> _Stated task_: Output as a numbered list every line from the one containing "Could you spot the gray" through the last line of the records, both included, and skip any blank lines.

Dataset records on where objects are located
-- begin --

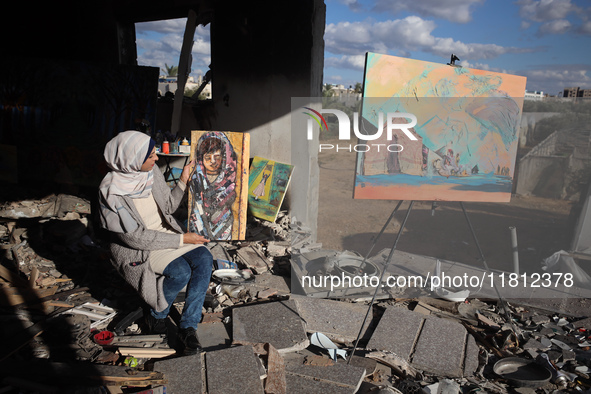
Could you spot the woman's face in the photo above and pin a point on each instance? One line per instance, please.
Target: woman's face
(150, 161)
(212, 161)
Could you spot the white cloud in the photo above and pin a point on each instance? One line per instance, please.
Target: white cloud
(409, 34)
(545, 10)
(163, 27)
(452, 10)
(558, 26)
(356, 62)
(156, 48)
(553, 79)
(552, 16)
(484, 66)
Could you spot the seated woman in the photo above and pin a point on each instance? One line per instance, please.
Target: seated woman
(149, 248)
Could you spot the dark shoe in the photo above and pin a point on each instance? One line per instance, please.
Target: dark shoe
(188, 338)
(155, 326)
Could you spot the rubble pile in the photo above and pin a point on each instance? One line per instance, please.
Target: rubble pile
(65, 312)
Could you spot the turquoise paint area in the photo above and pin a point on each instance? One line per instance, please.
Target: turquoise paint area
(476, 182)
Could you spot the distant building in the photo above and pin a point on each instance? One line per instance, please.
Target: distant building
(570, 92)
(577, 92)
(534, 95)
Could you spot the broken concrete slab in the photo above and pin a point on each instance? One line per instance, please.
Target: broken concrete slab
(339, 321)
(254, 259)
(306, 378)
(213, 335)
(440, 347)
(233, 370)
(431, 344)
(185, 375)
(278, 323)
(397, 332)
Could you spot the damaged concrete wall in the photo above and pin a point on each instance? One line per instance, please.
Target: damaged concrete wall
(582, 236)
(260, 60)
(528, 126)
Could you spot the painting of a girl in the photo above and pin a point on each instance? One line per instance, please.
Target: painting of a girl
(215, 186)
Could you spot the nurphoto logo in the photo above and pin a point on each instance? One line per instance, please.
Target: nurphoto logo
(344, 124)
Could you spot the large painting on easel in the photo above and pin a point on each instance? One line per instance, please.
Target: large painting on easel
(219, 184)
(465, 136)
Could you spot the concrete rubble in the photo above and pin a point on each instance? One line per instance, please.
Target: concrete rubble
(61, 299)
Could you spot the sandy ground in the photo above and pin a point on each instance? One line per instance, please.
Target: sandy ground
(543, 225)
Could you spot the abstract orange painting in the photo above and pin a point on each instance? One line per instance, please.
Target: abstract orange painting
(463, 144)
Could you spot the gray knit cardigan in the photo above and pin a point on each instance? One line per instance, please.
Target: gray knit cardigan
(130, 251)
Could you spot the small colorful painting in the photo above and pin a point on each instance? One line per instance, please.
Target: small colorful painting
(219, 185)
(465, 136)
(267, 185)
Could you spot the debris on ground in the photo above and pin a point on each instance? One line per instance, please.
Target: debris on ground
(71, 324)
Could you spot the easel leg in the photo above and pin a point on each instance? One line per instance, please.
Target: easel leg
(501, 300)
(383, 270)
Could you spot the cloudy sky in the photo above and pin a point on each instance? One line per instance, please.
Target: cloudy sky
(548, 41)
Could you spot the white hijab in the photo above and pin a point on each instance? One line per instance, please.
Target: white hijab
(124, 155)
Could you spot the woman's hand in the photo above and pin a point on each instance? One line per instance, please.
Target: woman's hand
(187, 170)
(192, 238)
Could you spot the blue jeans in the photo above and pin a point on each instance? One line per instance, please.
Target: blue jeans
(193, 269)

-- end --

> _Problem solution_:
1. Could you spot the gray knit cardigan in the photo above and pin a point on each instance? One line per instance, please.
2. Target: gray knit cardigan
3. (130, 251)
4. Could you spot the small colorful painting in the photo above and pin a point on each instance? One line per instance, please.
5. Target: small colorful painting
6. (219, 185)
7. (465, 136)
8. (267, 185)
9. Could you spot the debris on ground in the photo above and pin a point on each instance? One line per instance, please.
10. Target: debris on ground
11. (71, 324)
12. Could you spot the easel leg in the photo above and pin a point on each instance? One line per instance, please.
13. Target: easel leg
14. (501, 300)
15. (383, 270)
16. Could you spot the cloudy sky in the photo above and pin a point on each instance? One line per instance, please.
17. Target: cloudy sky
18. (548, 41)
19. Could you spot the white hijab in the photo above and pin a point on each instance? One line per instance, please.
20. Target: white hijab
21. (124, 155)
22. Could you spot the woman's hand in the photo above and pin a point on each instance? One line per instance, please.
23. Target: woman's hand
24. (187, 170)
25. (192, 238)
26. Could you spot the blue jeans in the photo above and pin a point on each instance? One line per instance, please.
27. Target: blue jeans
28. (193, 269)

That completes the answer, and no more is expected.